__REQUIRED TASK__.
Please find each line in the records below that contains the string "muscovy" and copy those lines out in full.

__Extracted records__.
:::

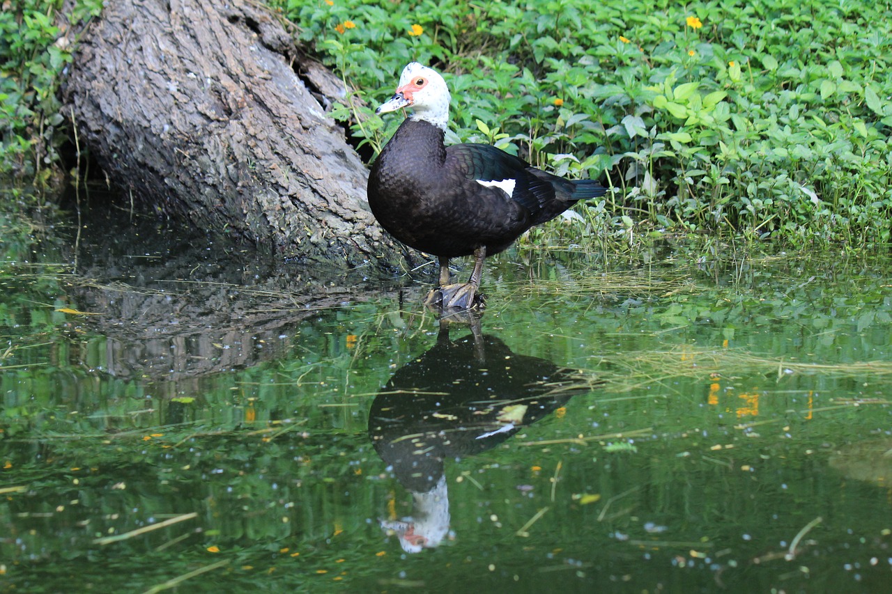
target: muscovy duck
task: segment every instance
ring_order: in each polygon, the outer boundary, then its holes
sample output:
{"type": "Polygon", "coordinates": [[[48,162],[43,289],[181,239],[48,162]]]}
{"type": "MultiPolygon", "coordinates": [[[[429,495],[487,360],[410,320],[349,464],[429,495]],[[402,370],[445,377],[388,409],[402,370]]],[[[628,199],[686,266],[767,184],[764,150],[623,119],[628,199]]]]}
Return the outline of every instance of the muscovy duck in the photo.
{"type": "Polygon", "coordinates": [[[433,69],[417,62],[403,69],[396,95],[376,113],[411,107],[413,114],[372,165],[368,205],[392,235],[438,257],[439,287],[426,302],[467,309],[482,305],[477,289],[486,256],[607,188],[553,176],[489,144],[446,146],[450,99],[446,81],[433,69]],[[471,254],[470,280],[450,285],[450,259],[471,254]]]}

:::

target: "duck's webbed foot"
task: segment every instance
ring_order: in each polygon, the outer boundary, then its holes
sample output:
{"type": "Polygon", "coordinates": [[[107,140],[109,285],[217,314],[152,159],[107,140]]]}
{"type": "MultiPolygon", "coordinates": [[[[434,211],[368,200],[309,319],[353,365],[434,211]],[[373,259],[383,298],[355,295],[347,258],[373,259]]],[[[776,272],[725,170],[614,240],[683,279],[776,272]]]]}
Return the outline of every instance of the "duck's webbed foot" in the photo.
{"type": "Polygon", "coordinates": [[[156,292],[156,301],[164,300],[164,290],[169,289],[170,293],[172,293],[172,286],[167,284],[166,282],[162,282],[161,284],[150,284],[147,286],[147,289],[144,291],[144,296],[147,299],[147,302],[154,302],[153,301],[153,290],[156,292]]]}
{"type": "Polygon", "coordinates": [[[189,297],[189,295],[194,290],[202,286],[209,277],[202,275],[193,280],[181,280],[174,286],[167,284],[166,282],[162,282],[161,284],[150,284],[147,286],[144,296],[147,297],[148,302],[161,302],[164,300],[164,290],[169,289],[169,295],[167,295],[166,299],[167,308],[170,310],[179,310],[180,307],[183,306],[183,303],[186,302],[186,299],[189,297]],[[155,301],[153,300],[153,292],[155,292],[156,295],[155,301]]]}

:::

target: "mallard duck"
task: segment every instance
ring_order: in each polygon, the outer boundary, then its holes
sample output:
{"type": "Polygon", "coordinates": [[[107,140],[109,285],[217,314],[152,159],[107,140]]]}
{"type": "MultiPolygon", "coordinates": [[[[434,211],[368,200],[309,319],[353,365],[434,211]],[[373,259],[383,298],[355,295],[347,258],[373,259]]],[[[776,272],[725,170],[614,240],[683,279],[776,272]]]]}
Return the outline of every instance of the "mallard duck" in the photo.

:::

__SOLVED EXERCISE__.
target: muscovy duck
Return the outline of every instance of the muscovy duck in the photo.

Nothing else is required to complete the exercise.